[Start TEXT SHOWN]

Oil Market - May 23

Post Reply
dan_s
Posts: 37325
Joined: Fri Apr 23, 2010 8:22 am

Oil Market - May 23

Post by dan_s »

According to Reuters, Khalid al-Falih stated on Monday he did not expect any opposition within OPEC to extending oil output cuts for a further nine months. This announcement came after al-Falih met with his Iraqi counterpart in Baghdad.

Iraq has missed its target for output cuts by more than any other OPEC member, producing about 80 MBOPD more than agreed to. It is unclear if this announcement means Iraq will reduce its production to agreed-upon levels.

According to al-Falih, a new output deal would be similar to the one currently in place, with only minor changes. OPEC will decide one way or the other in the group’s meeting later this week.
Dan Steffens
Energy Prospectus Group
dan_s
Posts: 37325
Joined: Fri Apr 23, 2010 8:22 am

Re: Oil Market - May 23

Post by dan_s »

https://www.reuters.com/article/us-opec ... SKBN18J1B4

All OPEC members seem to be onboard, even Iran. Minor adjustments for some countries may be made.

Other group of 11 countries, with Russia the largest, is also expected to extend their production limits. This group is only about 50% in compliance today.
Dan Steffens
Energy Prospectus Group
dan_s
Posts: 37325
Joined: Fri Apr 23, 2010 8:22 am

Re: Oil Market - May 23

Post by dan_s »

The oil traders are now expecting OPEC to announce a 9-month extension of their production limit of 32.5 million barrels per day (1.2 million BOPD of cuts). However, there is the possibility of a surprise. There is talk of a few more countries agreeing to cuts and the large producers may agree to cut another 200,0000 to 500,000 BOPD. IMO that would cause a price spike to over $55.

[End TEXT SHOWN]

WRITTEN INSTRUCTION 1 –
Condense the paragraph of the oil market thread that begins "Iraq has missed its target" into two short sentences, keeping its main facts.

[Start RECORDS FOR THE TASK]

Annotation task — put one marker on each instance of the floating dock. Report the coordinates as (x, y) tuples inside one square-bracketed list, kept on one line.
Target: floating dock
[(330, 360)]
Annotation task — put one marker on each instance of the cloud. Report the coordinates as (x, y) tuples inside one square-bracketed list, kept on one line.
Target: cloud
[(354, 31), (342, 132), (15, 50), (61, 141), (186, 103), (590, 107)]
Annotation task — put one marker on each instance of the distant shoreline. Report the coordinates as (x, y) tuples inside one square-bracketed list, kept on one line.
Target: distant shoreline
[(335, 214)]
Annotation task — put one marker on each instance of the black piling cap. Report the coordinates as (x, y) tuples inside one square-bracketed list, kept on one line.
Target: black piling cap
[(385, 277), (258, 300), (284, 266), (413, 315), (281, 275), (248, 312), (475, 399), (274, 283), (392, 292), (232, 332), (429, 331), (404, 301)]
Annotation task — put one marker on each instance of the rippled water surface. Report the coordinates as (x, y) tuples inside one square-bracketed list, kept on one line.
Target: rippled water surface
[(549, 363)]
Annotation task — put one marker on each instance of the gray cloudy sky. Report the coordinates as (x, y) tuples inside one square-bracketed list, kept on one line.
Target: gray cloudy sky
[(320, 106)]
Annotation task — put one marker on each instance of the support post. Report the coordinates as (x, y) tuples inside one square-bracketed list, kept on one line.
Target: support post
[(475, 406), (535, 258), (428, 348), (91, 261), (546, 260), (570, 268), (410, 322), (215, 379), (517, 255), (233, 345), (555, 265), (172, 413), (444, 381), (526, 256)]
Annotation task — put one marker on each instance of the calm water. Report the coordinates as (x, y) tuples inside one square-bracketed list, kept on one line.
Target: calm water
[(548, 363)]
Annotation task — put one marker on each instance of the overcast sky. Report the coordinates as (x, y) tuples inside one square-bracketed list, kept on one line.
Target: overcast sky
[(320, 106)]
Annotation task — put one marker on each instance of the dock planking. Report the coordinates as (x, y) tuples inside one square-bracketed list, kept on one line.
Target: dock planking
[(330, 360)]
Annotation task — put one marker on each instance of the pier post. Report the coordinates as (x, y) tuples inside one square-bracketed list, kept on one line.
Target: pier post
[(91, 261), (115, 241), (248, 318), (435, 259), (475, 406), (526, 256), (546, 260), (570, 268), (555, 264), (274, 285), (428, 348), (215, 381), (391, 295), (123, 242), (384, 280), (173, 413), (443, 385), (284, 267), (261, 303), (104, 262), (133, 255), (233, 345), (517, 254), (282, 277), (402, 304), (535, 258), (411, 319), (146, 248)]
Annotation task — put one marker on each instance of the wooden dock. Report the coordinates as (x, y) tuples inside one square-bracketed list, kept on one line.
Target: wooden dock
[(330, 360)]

[End RECORDS FOR THE TASK]

WRITTEN INSTRUCTION 2 –
Reproduce only the rows from the line that contains "of the cloud." through the line that contains "[(549, 363)]", inclusive, switching "marker" to "point" and leaving everything else as it is.

EXERCISE ANSWER 1 –
Iraq has overshot its OPEC output-cut target by more than any other member, producing about 80 MBOPD more than agreed. It is unclear whether the announcement means Iraq will bring production down to the agreed levels.

EXERCISE ANSWER 2 –
Annotation task — put one point on each instance of the cloud. Report the coordinates as (x, y) tuples inside one square-bracketed list, kept on one line.
Target: cloud
[(354, 31), (342, 132), (15, 50), (61, 141), (186, 103), (590, 107)]
Annotation task — put one point on each instance of the distant shoreline. Report the coordinates as (x, y) tuples inside one square-bracketed list, kept on one line.
Target: distant shoreline
[(335, 214)]
Annotation task — put one point on each instance of the black piling cap. Report the coordinates as (x, y) tuples inside one square-bracketed list, kept on one line.
Target: black piling cap
[(385, 277), (258, 300), (284, 266), (413, 315), (281, 275), (248, 312), (475, 399), (274, 283), (392, 292), (232, 332), (429, 331), (404, 301)]
Annotation task — put one point on each instance of the rippled water surface. Report the coordinates as (x, y) tuples inside one square-bracketed list, kept on one line.
Target: rippled water surface
[(549, 363)]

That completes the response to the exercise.